[Exercise instructions]
An exact transcript is needed of the material below, beginning at the line that contains "Now, your task: detect every blue star" and continuing through its last line; nothing else should appear.

[Input data]
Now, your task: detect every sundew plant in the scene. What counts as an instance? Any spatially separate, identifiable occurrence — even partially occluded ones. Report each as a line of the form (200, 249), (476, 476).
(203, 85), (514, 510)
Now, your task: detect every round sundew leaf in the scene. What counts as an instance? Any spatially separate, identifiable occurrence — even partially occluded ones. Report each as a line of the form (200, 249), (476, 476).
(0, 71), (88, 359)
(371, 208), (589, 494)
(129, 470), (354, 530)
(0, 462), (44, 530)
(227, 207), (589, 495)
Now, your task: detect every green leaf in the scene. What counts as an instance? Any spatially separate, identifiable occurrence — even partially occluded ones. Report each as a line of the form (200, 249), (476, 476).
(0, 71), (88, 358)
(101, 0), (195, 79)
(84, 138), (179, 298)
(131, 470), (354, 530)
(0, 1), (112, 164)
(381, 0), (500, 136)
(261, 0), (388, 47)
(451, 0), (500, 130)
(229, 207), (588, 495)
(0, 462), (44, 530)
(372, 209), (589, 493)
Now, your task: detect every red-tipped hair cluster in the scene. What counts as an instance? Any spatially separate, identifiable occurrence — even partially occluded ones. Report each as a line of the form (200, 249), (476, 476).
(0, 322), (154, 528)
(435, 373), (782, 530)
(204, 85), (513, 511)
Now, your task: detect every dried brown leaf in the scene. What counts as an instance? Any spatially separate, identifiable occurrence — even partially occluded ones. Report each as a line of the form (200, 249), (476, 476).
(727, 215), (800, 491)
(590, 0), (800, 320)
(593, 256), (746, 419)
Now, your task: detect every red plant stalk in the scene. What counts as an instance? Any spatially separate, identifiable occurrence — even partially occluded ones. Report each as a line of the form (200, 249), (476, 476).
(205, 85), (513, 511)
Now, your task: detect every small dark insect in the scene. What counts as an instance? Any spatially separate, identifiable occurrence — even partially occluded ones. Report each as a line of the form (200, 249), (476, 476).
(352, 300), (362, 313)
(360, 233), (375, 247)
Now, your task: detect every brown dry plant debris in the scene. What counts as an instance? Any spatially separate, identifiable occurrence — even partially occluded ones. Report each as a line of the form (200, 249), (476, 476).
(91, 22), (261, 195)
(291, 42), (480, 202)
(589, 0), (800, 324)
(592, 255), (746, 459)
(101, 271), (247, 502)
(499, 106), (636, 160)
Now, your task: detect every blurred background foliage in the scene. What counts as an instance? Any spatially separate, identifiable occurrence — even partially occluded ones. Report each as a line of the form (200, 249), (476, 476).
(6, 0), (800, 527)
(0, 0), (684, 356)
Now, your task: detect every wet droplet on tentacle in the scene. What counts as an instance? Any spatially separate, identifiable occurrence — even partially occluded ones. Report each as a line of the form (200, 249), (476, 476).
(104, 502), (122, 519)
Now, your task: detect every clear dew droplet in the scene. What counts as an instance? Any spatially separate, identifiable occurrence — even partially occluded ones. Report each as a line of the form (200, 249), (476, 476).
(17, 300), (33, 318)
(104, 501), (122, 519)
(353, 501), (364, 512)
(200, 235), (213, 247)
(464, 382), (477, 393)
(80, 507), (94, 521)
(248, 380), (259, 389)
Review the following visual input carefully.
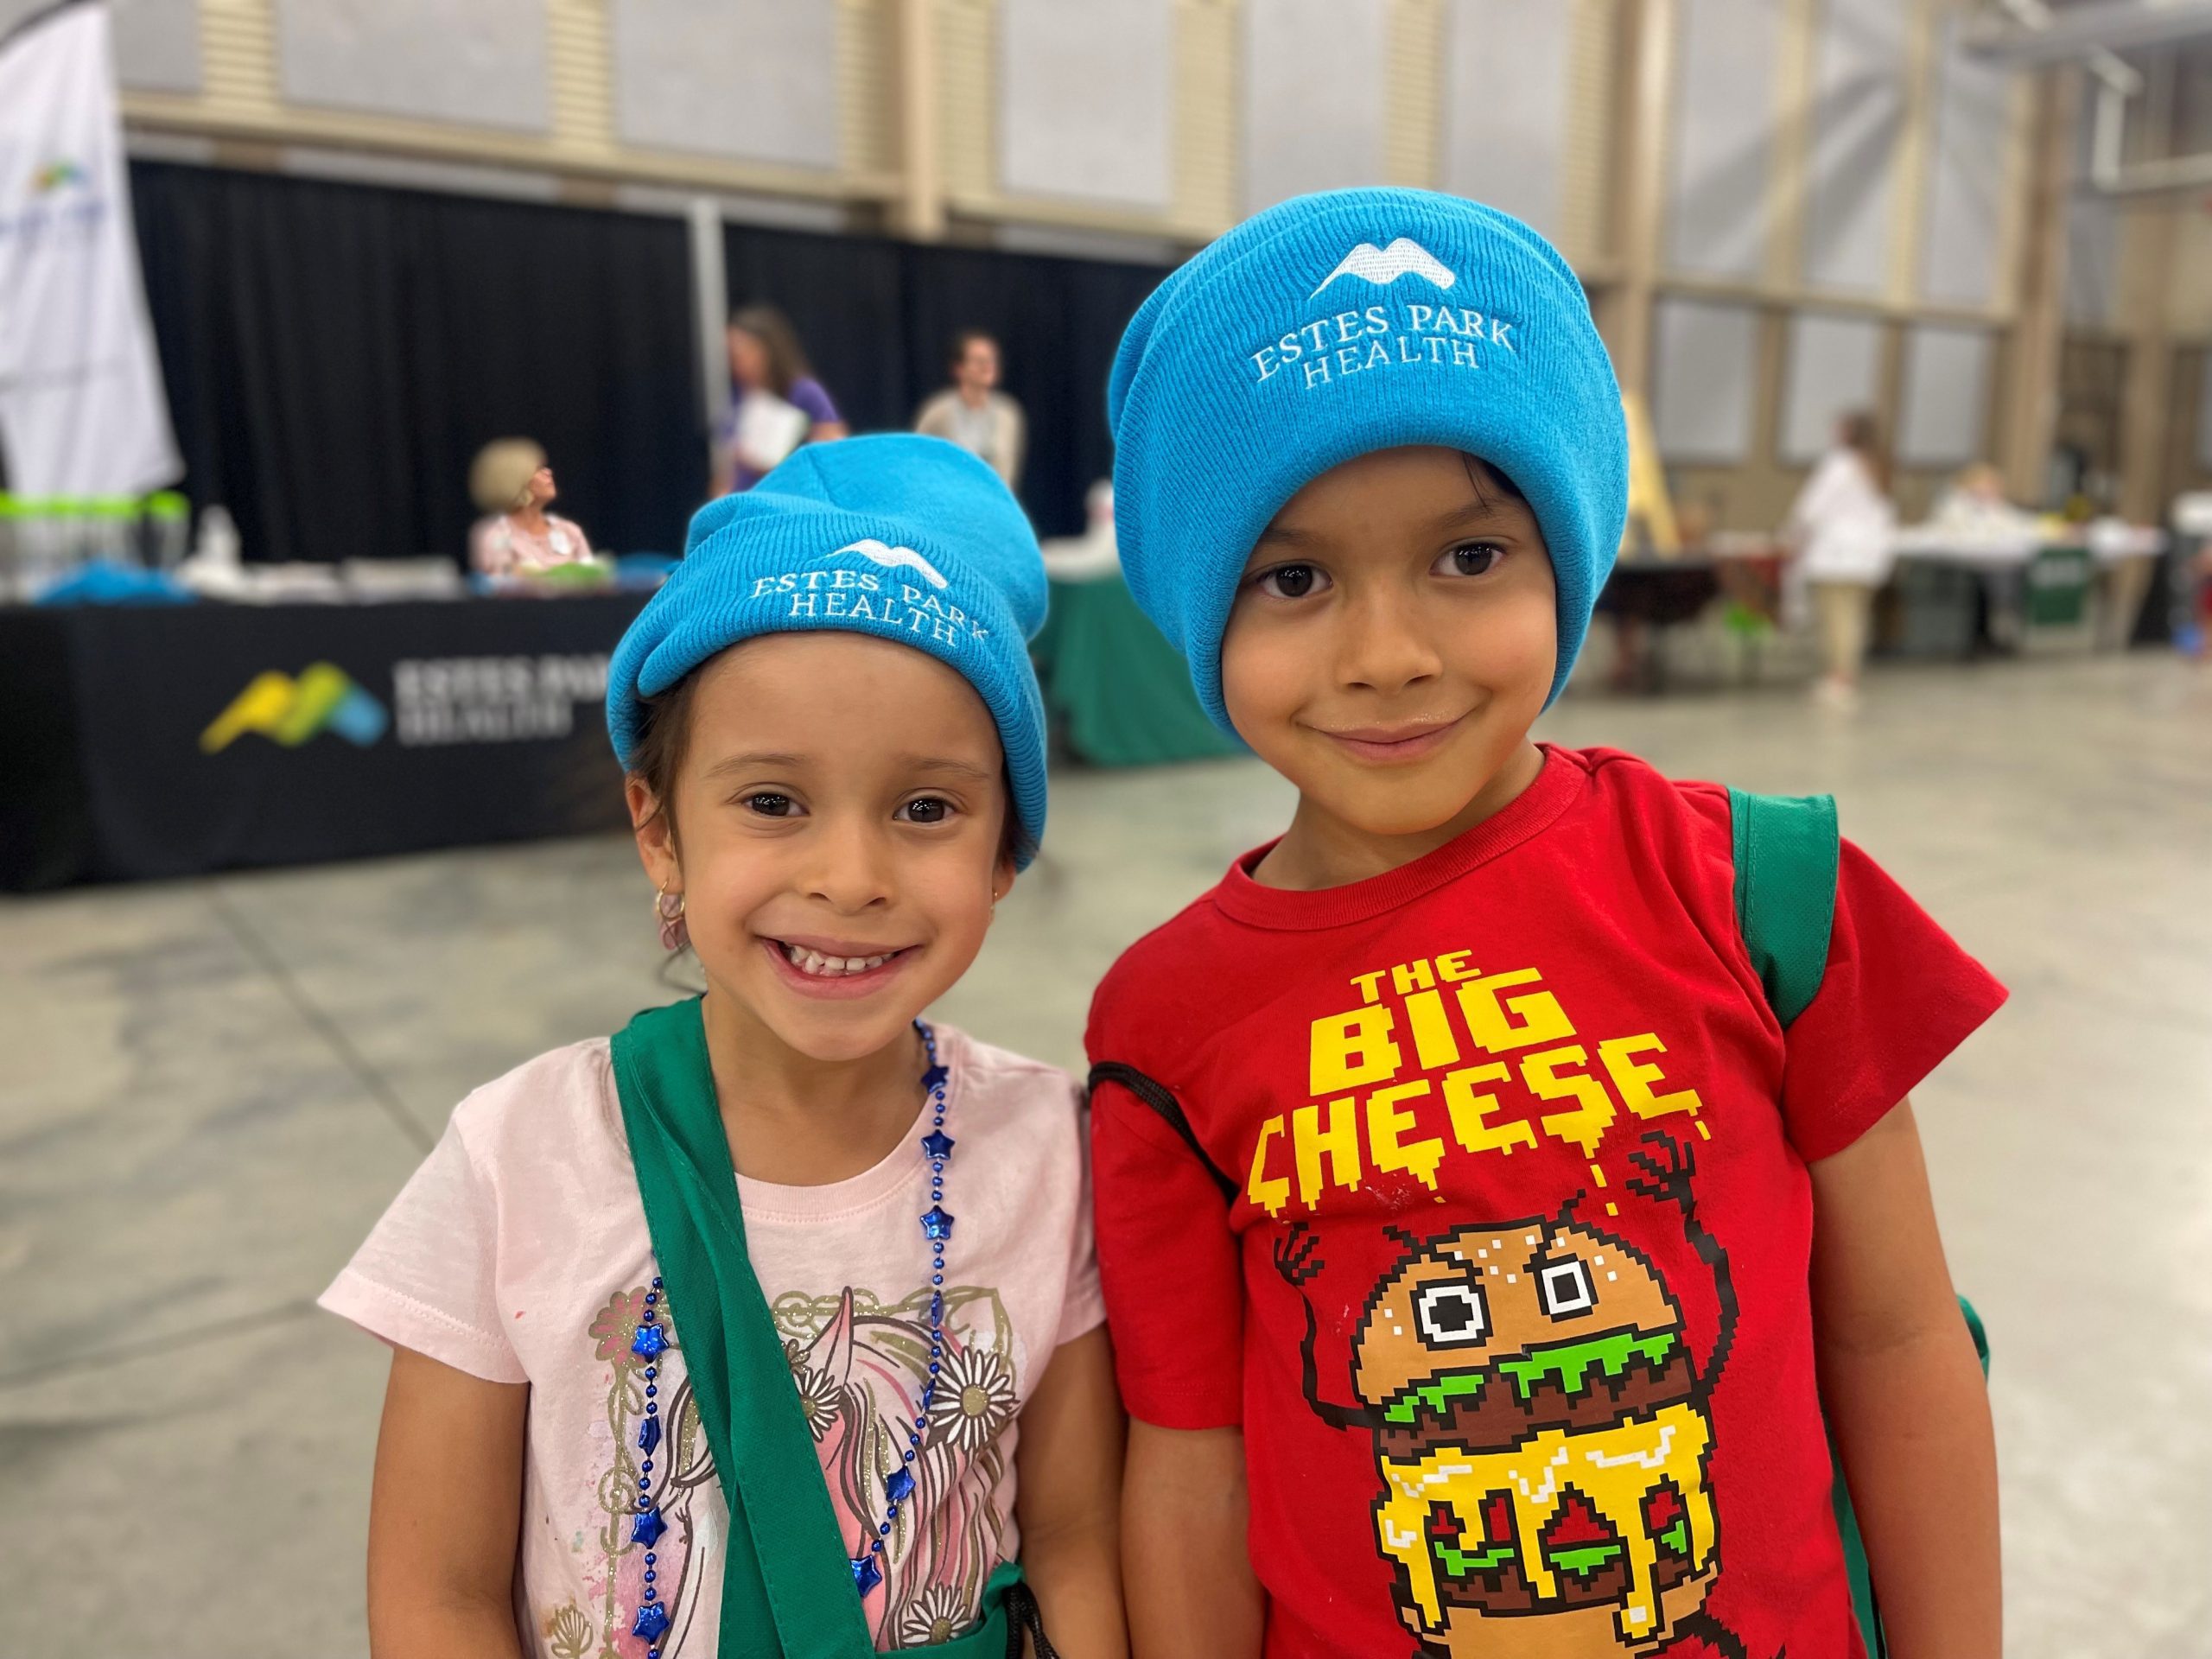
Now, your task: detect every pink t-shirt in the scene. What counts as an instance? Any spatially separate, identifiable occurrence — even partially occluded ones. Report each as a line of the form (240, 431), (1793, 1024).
(321, 1023), (1103, 1656)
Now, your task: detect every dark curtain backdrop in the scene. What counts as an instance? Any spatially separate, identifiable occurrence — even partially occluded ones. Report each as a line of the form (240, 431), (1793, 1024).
(125, 160), (1171, 563)
(131, 161), (702, 564)
(722, 224), (1166, 538)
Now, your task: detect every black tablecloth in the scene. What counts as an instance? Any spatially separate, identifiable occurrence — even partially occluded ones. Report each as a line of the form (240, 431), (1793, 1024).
(2, 595), (651, 890)
(1598, 559), (1723, 625)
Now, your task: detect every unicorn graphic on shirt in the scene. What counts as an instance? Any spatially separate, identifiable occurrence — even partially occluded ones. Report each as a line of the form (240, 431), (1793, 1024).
(571, 1279), (1017, 1653)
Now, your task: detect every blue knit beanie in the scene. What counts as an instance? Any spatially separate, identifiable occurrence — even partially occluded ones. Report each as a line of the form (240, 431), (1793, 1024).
(1109, 187), (1627, 727)
(606, 435), (1049, 863)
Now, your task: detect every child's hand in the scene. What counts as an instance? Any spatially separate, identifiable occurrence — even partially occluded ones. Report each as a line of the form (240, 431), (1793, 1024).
(1271, 1221), (1325, 1287)
(1624, 1128), (1699, 1215)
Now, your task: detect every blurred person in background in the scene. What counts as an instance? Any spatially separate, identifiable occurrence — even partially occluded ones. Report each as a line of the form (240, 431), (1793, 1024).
(915, 329), (1027, 493)
(714, 306), (849, 496)
(1785, 410), (1896, 711)
(1928, 463), (2027, 538)
(468, 439), (594, 576)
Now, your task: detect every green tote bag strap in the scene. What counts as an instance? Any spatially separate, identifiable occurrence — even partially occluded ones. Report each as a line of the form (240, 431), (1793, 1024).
(1727, 787), (1839, 1029)
(610, 999), (1027, 1659)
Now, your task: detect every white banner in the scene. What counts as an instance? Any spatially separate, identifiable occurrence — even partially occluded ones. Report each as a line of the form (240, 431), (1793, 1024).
(0, 2), (181, 498)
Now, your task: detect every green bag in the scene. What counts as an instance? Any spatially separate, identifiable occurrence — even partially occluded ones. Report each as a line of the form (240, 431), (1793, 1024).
(610, 998), (1042, 1659)
(1727, 789), (1990, 1659)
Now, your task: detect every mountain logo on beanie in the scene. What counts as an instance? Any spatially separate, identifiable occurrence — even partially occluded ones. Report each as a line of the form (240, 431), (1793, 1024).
(1309, 237), (1456, 299)
(826, 538), (950, 590)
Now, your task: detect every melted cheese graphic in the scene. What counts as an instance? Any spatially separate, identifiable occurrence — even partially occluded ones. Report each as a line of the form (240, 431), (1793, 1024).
(1375, 1401), (1716, 1644)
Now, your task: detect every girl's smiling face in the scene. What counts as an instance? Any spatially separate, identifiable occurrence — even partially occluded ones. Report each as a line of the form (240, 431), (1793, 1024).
(1220, 445), (1556, 867)
(628, 632), (1013, 1065)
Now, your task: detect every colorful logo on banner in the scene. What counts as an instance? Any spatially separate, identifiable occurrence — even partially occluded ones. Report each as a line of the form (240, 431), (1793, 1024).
(31, 158), (86, 195)
(200, 664), (390, 753)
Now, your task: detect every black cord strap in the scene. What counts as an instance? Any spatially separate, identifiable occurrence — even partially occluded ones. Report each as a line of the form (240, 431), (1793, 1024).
(1085, 1061), (1236, 1201)
(1001, 1580), (1059, 1659)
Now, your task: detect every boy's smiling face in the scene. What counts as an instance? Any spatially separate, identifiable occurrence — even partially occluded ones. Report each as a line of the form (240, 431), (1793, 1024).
(1221, 445), (1556, 880)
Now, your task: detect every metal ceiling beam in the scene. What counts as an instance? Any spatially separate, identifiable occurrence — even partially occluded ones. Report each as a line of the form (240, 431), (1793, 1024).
(1966, 2), (2212, 197)
(1962, 1), (2212, 67)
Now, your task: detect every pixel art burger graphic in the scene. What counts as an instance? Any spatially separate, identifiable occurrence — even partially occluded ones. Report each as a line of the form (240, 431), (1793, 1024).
(1276, 1133), (1750, 1658)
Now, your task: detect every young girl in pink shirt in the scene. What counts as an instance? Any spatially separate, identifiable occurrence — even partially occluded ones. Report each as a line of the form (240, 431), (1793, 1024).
(322, 436), (1124, 1658)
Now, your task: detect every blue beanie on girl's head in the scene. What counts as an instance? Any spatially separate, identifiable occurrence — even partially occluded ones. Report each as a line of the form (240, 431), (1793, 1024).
(605, 434), (1049, 863)
(1108, 187), (1628, 727)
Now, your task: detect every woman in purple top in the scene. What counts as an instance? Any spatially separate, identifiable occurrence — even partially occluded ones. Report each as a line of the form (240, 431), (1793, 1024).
(713, 305), (849, 494)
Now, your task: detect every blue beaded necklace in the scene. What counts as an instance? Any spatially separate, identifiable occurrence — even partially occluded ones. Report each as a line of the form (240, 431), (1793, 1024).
(624, 1020), (955, 1650)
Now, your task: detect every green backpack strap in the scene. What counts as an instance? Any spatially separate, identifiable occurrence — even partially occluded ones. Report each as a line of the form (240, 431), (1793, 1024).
(1729, 791), (1877, 1647)
(1728, 791), (1991, 1659)
(1727, 787), (1839, 1028)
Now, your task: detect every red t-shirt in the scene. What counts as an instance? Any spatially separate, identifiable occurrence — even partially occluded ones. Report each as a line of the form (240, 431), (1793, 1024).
(1086, 746), (2005, 1659)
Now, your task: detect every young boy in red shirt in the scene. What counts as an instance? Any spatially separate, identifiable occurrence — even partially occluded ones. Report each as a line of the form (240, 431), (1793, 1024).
(1086, 189), (2004, 1659)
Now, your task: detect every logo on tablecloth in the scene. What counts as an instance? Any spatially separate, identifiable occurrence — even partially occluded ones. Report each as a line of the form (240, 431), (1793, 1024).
(391, 654), (611, 746)
(200, 664), (389, 753)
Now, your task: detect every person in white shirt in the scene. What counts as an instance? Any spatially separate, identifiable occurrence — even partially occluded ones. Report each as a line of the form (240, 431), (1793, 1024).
(1784, 411), (1896, 709)
(915, 331), (1027, 493)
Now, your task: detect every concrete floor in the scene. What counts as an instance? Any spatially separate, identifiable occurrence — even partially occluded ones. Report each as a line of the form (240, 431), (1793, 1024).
(3, 652), (2209, 1657)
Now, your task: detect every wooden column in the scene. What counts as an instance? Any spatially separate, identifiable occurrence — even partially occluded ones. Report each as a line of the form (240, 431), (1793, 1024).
(1999, 70), (2078, 503)
(1597, 0), (1677, 399)
(1884, 0), (1942, 308)
(894, 0), (946, 241)
(2115, 60), (2180, 521)
(1762, 0), (1818, 291)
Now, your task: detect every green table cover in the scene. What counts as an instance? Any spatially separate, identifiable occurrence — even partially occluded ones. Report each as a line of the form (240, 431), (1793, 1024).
(1033, 575), (1243, 767)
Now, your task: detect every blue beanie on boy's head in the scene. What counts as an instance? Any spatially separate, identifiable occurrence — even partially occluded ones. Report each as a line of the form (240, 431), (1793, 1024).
(605, 434), (1049, 863)
(1109, 187), (1628, 727)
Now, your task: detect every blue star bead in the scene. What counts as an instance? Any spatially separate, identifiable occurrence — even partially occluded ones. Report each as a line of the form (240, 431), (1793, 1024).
(921, 1064), (949, 1091)
(885, 1466), (915, 1504)
(921, 1129), (954, 1161)
(632, 1507), (667, 1548)
(920, 1206), (954, 1242)
(638, 1414), (662, 1456)
(632, 1600), (671, 1642)
(851, 1554), (883, 1597)
(631, 1322), (667, 1360)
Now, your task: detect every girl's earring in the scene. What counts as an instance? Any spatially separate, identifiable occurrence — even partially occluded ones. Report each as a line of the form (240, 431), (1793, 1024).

[Solution to the exercise]
Now, your task: detect every blue star bead in the scene. What counts as an instance? Any spatially separate, identifiable occurrence — even partially occluded ones. Report each as a line of the form (240, 431), (1793, 1024).
(921, 1064), (949, 1091)
(885, 1466), (915, 1504)
(921, 1129), (954, 1161)
(632, 1507), (667, 1548)
(920, 1206), (954, 1242)
(638, 1414), (662, 1456)
(632, 1600), (671, 1642)
(851, 1554), (883, 1597)
(631, 1322), (667, 1360)
Now, your task: detect every girl's earring in the scene. What counts as an instance? Any spatially separate, identifiable occurrence — even partially occluded ones. Report each as a line of the form (240, 431), (1793, 1024).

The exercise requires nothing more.